#### [WHAT YOU NEED TO DO]
- A) In the chicken mummy instructions, which kind of salt was found to be the cheapest?
- B) From the chicken mummy instructions, return the passage starting with "Here is what" and going on through "oil (recipe follows)".

#### [SOURCE TEXT]
Here is what you will need for your experiment:

Several boxes of cheap baking soda
Several cans of baking powder
One small whole fryer
Large freezer bags
Plastic gloves
Rubbing alcohol
Several boxes of salt---I found that canning salt was the cheapest.

You may want to finish off your mummy and keep it for a while.  If so you will need:

Various spices (cinnamon, allspice, cloves, nutmeg..)
Scented oil (recipe follows)
White glue and water
White linen strips (or any other fabric you have on hand)

2.  Remove the neck and packet with the liver, heart, gizzard, etc...  You can mummify these, but they smell!
3.  Wash your chicken in hot water.  Dry with paper towels.  Make sure you wash the inside of the bird too.  Wash the entire bird with rubbing alcohol, including the inside.  This will decrease the amount of bacteria on the bird .  Dry as much as possible with paper towels before continuing.

[Stored records]
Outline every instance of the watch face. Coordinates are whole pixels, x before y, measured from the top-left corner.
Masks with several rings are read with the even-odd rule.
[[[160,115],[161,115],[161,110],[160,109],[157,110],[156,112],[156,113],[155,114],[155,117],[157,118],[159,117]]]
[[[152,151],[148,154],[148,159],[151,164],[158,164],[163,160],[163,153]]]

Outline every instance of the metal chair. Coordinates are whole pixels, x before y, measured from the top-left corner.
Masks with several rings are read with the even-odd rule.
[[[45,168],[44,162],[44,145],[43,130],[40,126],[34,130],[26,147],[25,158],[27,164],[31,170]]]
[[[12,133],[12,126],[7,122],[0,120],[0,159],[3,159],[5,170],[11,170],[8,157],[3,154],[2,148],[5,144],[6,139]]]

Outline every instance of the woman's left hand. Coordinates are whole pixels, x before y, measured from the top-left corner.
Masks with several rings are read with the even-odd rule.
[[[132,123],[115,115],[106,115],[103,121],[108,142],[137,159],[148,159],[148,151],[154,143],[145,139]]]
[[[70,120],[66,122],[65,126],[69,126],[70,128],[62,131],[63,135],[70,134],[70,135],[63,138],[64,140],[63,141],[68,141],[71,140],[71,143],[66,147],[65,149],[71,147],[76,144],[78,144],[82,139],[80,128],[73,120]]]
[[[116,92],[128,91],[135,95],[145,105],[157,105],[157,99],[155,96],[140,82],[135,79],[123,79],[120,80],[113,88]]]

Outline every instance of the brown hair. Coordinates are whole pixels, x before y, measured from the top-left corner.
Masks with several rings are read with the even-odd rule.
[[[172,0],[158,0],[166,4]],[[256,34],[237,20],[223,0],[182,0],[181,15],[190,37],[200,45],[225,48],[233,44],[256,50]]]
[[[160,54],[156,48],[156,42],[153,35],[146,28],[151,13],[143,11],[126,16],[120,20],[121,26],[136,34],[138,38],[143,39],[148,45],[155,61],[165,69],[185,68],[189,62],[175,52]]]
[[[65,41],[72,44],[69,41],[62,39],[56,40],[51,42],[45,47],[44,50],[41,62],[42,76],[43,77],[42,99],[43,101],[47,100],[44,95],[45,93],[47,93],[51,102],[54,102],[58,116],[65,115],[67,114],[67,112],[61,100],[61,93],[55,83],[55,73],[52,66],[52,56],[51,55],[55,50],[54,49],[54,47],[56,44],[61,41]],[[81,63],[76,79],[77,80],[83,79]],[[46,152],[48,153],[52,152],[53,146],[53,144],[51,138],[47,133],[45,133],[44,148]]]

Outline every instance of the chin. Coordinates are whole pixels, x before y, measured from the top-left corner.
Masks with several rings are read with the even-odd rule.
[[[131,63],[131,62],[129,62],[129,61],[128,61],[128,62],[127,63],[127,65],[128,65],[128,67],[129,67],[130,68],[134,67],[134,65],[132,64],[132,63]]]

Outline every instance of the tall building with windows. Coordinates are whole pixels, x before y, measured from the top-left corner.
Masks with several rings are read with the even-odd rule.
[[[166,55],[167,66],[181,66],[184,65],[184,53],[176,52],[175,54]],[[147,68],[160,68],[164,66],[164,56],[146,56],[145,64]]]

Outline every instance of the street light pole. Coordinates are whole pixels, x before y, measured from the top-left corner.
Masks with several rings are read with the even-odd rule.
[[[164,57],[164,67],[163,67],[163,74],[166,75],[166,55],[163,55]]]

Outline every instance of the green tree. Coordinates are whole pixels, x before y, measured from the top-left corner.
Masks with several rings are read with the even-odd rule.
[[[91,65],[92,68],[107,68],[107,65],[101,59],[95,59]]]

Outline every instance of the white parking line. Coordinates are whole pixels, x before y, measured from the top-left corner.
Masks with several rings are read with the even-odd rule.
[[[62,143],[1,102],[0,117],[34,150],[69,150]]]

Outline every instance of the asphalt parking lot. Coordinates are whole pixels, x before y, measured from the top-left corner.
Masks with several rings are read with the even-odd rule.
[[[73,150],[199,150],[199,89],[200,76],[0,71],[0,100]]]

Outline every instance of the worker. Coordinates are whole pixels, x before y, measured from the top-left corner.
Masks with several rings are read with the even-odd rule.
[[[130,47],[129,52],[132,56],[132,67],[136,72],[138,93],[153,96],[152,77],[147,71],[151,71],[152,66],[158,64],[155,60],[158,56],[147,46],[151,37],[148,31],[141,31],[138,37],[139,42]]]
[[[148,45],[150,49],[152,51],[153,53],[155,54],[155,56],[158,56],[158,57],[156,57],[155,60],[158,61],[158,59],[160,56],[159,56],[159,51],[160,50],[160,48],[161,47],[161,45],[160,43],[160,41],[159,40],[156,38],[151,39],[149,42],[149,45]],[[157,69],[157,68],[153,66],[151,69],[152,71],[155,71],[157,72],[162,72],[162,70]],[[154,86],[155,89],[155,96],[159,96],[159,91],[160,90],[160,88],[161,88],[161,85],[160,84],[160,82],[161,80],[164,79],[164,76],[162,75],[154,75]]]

#### [RESPONSES BY ITEM NUMBER]
- A) Canning salt.

- B)
Here is what you will need for your experiment:

Several boxes of cheap baking soda
Several cans of baking powder
One small whole fryer
Large freezer bags
Plastic gloves
Rubbing alcohol
Several boxes of salt---I found that canning salt was the cheapest.

You may want to finish off your mummy and keep it for a while.  If so you will need:

Various spices (cinnamon, allspice, cloves, nutmeg..)
Scented oil (recipe follows)